Tekstfragment
^^^^^^^^^^^^^^^^

Hoofdmenu:
Onderwijs > Ooggetuigen
”Door met mij te praten had Maup eigenlijk al een overtreding begaan”
Mijn eerste herinneringen gaan terug tot 1938, toen ik met mijn ouders nog boven de kapperszaak van mijnheer Jansen in de Van Mandersloostraat woonde, waar mijn vader zijn hele leven gewerkt heeft. In januari van dat jaar was ik twee geworden en omdat ik als kind frisse lucht nodig had, maakte mijn vader dat voorjaar op het platte dak van het achterhuis, bovenop een magazijn, een speelplaats met een kleine zandbak. Op mooie ochtenden werd ik via een houten buitentrap min of meer op dat omheinde dak gedropt. Vaak tot mijn chagrijn, want er was op dat dak niet veel te beleven. De winkelstraat had zo zijn drukte, maar erachter was het erg rustig. Ik speelde daar ook op de zaterdagen, wanneer de leden van de Joodse gemeenschap voor de sabbat samenkwamen in de synagoge. Die synagoge lag in de steeg die in de volksmond ook wel de Jodenpriksteeg werd genoemd. Het gebedshuis lag dus op hoorafstand van mijn speelplaats en ik herinner me dat ik op die zaterdagen veel mensen al pratend door de steeg hoorde komen en de synagoge hoorde binnengaan. En omdat het zo stil was kon ik de mensen horen bidden en zingen. In diezelfde zomer van 1938 zijn wij naar de Bloemhofstraat verhuisd en kreeg ik meer bewegingsvrijheid. In die nieuwe straat woonden we schuin tegenover de familie Hijmans, mevrouw Hijmans, haar dochter Fien en haar zoon Maurits. Als kind had ik natuurlijk geen flauw idee dat de familie Hijmans Joods was. Maurits was een paar jaar ouder dan ik en speelde vaak buiten met zijn leeftijdgenoten, de jongens van Van Egmond en Baane. Iedereen noemde hem Maup of Maupie en mocht hem graag. Hij was een open en eerlijke jongen.

^^^^^^^^^^^^^^^^

[Vastgelegde gegevens]
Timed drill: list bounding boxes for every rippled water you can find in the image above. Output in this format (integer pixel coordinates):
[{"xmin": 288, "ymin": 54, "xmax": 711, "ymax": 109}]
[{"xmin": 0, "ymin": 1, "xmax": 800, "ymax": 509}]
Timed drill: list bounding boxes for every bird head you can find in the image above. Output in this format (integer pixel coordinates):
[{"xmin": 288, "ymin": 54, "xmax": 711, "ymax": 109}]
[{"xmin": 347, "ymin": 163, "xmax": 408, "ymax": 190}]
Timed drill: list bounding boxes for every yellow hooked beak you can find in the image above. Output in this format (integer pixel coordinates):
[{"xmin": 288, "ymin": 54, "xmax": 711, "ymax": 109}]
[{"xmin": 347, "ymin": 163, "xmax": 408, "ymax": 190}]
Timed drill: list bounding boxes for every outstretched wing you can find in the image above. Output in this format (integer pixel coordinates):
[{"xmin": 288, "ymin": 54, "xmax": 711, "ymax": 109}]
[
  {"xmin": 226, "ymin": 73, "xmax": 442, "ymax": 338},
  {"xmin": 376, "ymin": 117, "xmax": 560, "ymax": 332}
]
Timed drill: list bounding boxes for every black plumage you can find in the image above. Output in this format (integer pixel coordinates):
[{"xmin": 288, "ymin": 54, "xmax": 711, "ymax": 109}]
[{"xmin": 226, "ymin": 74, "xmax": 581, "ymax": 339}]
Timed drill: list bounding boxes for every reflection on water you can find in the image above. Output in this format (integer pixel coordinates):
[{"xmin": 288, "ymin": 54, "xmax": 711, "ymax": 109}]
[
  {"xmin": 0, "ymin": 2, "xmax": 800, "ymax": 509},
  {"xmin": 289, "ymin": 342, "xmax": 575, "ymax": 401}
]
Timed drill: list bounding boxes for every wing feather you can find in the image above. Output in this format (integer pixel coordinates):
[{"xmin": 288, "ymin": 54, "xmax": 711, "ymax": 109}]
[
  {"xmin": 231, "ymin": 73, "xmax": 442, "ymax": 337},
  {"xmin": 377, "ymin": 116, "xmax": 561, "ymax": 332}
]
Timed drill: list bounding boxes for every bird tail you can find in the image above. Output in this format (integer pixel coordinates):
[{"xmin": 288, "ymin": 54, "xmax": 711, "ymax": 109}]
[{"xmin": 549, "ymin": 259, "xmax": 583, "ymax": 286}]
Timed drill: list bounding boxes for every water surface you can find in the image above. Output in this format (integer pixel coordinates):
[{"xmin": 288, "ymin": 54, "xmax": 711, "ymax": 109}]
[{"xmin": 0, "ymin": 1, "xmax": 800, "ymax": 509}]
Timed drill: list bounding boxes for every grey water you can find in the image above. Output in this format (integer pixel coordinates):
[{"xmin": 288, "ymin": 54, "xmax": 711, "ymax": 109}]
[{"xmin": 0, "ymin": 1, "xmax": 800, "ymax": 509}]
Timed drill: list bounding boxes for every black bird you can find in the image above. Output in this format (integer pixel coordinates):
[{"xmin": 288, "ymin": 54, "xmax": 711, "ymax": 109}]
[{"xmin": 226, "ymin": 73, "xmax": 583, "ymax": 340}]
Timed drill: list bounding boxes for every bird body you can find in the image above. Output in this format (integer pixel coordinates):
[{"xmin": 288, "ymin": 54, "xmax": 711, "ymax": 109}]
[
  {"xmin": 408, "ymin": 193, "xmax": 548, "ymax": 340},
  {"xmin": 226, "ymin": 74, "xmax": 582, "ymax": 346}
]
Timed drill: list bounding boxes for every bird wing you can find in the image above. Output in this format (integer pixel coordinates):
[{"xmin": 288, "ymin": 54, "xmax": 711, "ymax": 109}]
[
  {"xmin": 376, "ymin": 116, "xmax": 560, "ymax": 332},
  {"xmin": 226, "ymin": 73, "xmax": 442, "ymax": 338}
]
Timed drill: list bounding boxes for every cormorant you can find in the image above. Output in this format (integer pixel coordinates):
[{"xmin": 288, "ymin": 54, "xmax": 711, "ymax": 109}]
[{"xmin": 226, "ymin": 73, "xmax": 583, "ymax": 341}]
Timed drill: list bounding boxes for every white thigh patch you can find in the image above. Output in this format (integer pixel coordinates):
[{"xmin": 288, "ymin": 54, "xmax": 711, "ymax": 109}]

^^^^^^^^^^^^^^^^

Wat te doen
Beantwoord deze vragen over het ooggetuigenverslag, elk antwoord op een eigen regel en genummerd zoals de vraag.
1. In welke straat lag de kapperszaak waarboven het gezin in 1938 woonde?
2. Hoe werd de steeg met de synagoge in de volksmond genoemd?
3. Met de jongens van welke families speelde Maurits vaak buiten?

Uitkomst opdracht
1. In de Van Mandersloostraat.
2. De Jodenpriksteeg.
3. Van Egmond en Baane.